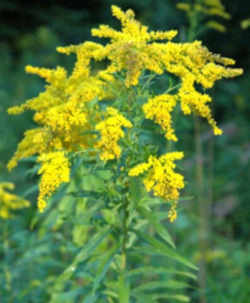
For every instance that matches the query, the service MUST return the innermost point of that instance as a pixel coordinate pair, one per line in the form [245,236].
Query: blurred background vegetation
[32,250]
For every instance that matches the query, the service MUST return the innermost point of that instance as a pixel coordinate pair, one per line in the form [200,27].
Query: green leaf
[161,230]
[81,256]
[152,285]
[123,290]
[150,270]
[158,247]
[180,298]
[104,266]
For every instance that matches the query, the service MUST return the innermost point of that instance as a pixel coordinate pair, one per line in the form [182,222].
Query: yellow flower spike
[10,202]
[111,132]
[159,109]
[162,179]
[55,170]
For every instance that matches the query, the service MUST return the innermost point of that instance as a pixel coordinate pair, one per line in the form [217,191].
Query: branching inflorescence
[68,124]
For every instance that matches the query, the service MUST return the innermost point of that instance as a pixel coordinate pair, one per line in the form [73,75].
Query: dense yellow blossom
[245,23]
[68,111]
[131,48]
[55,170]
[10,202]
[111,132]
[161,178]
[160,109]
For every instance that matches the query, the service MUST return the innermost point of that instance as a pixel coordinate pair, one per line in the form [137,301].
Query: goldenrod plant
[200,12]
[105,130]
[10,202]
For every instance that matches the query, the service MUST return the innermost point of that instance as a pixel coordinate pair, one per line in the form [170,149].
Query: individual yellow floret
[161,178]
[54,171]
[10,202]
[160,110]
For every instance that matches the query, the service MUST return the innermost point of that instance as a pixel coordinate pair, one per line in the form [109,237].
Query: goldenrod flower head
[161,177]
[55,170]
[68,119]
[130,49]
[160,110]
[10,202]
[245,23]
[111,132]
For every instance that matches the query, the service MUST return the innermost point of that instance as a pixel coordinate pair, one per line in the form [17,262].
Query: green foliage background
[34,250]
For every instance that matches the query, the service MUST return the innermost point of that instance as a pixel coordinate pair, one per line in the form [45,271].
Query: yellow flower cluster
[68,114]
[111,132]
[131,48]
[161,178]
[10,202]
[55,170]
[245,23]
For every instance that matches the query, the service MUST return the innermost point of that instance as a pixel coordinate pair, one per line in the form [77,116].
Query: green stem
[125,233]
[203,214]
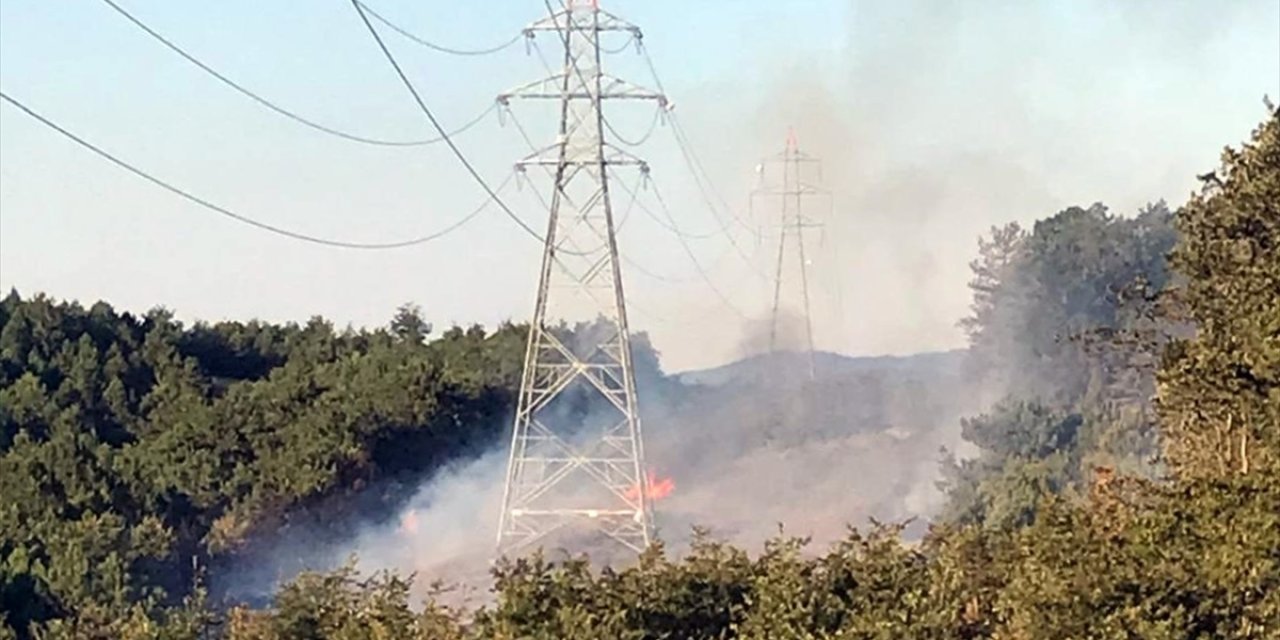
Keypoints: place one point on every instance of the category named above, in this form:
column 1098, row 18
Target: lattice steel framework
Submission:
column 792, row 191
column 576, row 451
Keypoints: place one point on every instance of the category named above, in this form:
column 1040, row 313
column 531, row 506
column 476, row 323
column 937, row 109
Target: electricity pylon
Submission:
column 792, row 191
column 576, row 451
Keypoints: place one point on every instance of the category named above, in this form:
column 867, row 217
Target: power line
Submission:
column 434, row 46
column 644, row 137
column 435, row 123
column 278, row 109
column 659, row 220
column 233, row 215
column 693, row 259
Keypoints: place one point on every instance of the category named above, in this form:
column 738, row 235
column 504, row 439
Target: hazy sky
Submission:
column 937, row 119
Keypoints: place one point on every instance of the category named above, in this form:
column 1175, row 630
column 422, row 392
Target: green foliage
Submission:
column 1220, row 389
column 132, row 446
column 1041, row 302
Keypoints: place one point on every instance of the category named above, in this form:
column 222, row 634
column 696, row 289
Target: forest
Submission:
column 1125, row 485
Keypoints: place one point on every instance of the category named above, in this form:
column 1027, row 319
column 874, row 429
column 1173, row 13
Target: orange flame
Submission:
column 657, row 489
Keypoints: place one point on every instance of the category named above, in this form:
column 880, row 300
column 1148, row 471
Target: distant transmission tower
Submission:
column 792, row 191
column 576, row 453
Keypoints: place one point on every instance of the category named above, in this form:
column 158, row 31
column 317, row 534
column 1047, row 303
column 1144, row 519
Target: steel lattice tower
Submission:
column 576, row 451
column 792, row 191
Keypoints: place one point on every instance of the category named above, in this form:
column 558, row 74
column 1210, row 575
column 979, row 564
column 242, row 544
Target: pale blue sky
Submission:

========

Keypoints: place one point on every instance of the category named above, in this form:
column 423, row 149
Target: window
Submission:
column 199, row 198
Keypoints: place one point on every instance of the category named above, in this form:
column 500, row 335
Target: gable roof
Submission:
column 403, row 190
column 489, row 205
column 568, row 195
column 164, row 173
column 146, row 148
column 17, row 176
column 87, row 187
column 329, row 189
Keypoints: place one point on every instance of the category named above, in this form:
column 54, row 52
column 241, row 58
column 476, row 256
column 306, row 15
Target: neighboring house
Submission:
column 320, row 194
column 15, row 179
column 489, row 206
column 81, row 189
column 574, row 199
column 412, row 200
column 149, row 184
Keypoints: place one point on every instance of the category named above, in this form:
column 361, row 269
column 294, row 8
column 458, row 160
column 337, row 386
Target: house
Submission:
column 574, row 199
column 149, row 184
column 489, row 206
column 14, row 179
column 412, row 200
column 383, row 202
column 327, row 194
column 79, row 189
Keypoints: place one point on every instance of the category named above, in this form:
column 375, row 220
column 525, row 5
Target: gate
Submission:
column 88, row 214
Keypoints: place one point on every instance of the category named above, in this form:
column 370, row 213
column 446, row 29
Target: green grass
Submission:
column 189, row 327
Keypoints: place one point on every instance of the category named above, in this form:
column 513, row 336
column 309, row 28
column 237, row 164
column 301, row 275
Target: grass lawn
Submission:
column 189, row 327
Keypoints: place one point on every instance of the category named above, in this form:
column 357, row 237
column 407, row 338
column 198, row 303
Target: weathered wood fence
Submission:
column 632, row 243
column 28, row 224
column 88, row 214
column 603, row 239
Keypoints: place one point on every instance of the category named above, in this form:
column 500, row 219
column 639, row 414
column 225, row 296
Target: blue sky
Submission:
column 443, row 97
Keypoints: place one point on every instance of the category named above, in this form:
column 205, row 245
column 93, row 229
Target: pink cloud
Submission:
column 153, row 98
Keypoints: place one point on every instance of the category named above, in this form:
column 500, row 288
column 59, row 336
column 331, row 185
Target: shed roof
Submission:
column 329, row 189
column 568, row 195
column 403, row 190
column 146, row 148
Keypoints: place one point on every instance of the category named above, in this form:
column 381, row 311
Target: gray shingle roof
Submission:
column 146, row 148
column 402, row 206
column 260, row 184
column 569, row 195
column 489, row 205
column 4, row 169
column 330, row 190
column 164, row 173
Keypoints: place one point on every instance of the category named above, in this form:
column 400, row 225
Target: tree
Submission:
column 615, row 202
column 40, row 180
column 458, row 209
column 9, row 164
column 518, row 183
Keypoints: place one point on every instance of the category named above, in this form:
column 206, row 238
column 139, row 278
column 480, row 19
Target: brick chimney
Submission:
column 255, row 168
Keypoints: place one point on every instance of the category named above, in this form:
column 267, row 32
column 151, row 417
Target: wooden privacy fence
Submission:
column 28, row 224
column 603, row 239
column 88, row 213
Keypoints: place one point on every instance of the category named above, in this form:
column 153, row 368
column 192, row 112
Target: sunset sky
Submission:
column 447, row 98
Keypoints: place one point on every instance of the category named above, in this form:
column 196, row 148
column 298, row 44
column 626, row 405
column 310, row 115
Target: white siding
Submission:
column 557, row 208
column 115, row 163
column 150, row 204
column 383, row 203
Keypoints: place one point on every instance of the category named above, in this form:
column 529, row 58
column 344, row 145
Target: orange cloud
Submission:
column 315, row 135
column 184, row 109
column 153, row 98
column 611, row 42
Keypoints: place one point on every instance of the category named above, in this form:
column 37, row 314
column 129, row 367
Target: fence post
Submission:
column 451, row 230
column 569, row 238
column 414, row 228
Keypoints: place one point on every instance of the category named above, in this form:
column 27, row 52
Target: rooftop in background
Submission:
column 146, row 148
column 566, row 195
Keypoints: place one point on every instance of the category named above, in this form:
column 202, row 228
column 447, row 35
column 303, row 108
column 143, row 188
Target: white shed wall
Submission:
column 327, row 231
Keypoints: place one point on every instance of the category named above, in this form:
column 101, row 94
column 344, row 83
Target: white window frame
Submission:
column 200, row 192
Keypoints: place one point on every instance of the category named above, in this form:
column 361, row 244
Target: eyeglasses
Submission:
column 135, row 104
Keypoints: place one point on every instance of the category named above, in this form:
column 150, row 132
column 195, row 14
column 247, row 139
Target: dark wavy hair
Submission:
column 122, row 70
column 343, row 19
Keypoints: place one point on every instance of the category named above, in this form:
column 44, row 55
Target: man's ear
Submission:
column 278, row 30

========

- EXERCISE -
Gather every line of the material above that contains the word "fence", and list those lines. Case matters, so a line counts only if the letters match in uppercase and lowercase too.

- RESULT OF THIS TASK -
Target: weathered wood fence
Target: wooden privacy fence
Target: fence post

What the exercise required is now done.